Requirement: Reproduce verbatim the portion of the Thukral & Tagra passage below that begins at "Thukral & Tagra interacting" and ends at "courtesy the artists.".

Selection:

For over a decade, Thukral & Tagra have worked in a wide variety of media including painting, sculpture, installation, video, music, and graphic, website, fashion and product design. Their signature style, dubbed “Punjabi baroque” by Jérôme Sans (Founding Director of the Ullens Center for Contemporary Art until 2012), presents traditional media in new ways. “Two people working together, we like to do overdone sort of things,” (Video Interview Part 10, 1:40) the artists say of their profusive artistic output. Their attempts to create completely immersive experiences for their audiences are “a magnetic feast for the eyes,” says Zheng Yan, UCCA Art Department Director. “Their product-driven voice, firmly anchored in the transitional and complex society of their birth, flows through the circuits of our international consciousness.”
Thukral & Tagra interacting with the audience at their group exhibition “ESCAPE! FOR THE DREAMLAND”, part of the Asia Pacific Triennial of Contemporary Art 06, Queensland Art Gallery, Brisbane, 2009. Image courtesy the artists.

Raw data:
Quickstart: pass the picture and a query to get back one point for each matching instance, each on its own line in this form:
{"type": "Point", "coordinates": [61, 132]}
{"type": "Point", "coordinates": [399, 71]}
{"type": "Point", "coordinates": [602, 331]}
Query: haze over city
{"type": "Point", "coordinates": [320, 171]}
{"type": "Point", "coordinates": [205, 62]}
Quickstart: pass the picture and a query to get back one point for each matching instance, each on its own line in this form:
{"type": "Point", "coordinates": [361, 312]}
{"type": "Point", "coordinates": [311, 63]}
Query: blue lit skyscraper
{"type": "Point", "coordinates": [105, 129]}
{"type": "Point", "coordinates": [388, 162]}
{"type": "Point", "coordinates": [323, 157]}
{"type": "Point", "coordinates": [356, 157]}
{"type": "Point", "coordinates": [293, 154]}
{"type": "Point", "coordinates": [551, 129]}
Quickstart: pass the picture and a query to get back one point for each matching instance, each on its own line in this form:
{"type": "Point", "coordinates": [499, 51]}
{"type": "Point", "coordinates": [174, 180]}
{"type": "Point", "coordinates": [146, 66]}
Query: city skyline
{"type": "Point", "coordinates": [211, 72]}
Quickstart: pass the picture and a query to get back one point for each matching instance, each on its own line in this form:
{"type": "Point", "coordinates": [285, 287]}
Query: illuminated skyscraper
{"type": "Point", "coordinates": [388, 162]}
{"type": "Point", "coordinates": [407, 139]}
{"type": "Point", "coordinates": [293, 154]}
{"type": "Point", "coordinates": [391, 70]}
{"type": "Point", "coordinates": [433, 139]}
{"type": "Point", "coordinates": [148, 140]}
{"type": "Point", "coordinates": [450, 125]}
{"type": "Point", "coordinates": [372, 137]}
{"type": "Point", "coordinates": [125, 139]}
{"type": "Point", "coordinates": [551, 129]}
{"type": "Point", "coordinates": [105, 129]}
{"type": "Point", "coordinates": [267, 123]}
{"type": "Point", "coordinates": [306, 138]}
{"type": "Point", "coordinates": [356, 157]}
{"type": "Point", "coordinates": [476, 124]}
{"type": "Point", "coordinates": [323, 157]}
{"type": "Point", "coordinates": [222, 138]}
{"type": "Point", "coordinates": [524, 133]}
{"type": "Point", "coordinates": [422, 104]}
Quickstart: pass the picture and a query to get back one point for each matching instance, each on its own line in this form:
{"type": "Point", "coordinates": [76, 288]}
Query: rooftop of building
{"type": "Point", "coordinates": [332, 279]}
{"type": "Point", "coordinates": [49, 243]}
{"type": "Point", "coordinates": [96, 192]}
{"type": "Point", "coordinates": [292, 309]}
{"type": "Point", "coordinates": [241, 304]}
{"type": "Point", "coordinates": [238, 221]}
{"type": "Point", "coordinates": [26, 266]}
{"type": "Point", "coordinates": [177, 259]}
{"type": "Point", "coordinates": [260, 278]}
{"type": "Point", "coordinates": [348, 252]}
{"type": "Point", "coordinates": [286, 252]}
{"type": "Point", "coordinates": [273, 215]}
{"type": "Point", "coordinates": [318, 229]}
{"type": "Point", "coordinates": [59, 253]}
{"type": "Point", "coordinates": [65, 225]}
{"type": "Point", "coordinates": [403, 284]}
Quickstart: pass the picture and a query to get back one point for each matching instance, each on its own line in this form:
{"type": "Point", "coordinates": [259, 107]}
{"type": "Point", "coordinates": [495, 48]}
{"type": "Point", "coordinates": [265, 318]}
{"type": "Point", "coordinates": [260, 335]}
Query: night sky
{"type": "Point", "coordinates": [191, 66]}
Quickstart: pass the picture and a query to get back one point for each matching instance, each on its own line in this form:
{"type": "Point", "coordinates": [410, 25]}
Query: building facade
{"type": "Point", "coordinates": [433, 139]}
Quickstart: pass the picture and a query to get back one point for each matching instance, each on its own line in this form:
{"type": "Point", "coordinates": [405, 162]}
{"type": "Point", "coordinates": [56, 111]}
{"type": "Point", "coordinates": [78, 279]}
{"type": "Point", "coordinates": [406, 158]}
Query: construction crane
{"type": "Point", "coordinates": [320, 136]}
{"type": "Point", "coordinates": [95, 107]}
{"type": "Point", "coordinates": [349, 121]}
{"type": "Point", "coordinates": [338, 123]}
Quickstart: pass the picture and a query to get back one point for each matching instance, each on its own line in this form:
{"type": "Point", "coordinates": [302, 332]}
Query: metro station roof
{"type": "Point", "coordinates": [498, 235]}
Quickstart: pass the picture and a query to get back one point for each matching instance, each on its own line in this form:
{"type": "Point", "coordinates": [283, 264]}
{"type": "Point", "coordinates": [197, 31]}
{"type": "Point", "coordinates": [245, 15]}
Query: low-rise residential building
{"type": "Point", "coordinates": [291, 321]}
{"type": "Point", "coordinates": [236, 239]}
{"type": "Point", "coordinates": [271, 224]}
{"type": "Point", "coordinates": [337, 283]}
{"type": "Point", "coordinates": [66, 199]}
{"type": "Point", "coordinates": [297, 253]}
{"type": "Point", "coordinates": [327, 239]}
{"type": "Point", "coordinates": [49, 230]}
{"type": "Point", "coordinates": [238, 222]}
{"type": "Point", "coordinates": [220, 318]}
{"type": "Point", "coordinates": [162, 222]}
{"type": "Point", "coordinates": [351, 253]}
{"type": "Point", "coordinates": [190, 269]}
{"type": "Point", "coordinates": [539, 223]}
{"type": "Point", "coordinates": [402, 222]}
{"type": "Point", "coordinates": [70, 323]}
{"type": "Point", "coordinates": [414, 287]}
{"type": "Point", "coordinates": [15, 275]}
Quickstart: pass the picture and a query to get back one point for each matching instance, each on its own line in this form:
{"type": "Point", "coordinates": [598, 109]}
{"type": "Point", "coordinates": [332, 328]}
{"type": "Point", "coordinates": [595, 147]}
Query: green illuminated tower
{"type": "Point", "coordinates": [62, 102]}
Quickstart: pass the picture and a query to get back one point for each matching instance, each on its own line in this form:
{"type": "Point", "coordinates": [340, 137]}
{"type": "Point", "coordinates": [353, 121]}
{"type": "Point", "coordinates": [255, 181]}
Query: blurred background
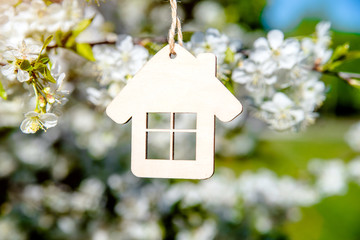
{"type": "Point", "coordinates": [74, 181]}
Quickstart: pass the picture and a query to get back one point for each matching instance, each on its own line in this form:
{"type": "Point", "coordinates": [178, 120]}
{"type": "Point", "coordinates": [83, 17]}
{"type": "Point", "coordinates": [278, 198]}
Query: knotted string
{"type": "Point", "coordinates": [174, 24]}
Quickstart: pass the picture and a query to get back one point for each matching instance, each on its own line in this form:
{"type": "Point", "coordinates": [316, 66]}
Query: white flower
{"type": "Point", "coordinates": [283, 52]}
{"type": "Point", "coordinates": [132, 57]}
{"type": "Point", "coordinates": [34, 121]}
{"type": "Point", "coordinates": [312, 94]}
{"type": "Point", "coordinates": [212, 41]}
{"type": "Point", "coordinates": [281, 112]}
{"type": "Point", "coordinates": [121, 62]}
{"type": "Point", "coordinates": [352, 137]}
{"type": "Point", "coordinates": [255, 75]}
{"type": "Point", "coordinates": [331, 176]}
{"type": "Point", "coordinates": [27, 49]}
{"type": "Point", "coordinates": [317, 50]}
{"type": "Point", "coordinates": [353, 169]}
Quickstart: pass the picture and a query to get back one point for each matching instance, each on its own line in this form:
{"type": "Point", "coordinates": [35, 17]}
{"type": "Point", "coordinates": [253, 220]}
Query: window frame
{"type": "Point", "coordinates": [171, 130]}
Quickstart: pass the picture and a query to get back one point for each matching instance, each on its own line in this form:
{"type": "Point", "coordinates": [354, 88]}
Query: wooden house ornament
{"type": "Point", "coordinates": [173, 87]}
...
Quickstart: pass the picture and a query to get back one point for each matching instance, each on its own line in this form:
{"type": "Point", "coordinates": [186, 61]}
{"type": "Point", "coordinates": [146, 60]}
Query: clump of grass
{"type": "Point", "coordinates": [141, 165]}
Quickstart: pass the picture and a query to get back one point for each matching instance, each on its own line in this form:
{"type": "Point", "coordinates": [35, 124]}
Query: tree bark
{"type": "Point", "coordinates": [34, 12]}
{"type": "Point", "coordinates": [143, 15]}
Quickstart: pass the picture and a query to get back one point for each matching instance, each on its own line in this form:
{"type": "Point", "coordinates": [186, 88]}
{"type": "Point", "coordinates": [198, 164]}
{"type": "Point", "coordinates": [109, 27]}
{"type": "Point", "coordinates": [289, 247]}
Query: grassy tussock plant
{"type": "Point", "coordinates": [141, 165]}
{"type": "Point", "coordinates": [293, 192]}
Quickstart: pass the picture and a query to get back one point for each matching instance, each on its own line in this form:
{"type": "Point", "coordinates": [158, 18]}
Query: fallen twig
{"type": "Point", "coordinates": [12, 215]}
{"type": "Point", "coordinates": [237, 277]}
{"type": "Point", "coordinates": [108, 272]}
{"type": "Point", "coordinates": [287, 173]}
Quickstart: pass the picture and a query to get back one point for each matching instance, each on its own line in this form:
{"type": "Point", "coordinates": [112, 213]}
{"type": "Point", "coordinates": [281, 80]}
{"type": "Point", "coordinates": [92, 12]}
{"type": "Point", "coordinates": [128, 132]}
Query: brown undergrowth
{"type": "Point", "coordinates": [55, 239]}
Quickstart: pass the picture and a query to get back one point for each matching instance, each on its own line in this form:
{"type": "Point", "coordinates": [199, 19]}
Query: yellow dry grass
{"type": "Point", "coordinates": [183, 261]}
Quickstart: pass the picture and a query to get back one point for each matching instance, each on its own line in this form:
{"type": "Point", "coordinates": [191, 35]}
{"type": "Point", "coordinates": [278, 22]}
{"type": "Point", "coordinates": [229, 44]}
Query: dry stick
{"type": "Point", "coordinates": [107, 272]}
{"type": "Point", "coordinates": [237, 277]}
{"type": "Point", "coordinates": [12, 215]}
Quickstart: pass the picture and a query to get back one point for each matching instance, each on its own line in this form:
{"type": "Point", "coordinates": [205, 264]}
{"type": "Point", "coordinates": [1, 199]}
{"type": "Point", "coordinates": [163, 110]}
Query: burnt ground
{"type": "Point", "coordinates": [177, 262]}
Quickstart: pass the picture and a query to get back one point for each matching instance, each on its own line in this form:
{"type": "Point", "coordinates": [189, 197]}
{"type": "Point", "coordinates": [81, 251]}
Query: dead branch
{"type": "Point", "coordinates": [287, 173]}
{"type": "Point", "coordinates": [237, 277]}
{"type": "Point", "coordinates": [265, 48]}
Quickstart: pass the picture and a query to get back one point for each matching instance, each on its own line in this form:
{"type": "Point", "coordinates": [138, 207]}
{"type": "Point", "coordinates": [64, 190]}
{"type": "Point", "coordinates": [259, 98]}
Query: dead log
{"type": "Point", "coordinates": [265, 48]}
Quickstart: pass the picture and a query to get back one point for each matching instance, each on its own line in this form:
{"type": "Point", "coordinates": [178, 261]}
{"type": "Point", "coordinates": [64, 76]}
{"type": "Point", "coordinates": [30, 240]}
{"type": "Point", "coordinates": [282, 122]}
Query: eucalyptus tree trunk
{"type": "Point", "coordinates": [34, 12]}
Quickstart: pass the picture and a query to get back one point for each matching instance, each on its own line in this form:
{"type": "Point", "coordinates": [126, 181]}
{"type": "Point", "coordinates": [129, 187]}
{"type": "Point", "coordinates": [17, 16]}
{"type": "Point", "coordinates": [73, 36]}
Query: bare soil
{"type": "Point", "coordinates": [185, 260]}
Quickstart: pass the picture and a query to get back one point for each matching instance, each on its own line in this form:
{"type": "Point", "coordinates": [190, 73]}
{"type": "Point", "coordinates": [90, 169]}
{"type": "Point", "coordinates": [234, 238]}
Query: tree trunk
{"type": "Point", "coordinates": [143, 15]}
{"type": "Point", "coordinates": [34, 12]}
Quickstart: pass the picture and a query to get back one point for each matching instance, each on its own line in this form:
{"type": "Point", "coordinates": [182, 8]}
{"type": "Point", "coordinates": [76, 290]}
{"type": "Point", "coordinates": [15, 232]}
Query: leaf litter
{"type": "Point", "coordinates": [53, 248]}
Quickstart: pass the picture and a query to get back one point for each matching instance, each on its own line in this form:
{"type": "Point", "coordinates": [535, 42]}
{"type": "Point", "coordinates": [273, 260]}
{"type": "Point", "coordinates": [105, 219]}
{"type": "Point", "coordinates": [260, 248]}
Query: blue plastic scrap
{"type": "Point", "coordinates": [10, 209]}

Final result:
Thukral & Tagra interacting with the audience at their group exhibition “ESCAPE! FOR THE DREAMLAND”, part of the Asia Pacific Triennial of Contemporary Art 06, Queensland Art Gallery, Brisbane, 2009. Image courtesy the artists.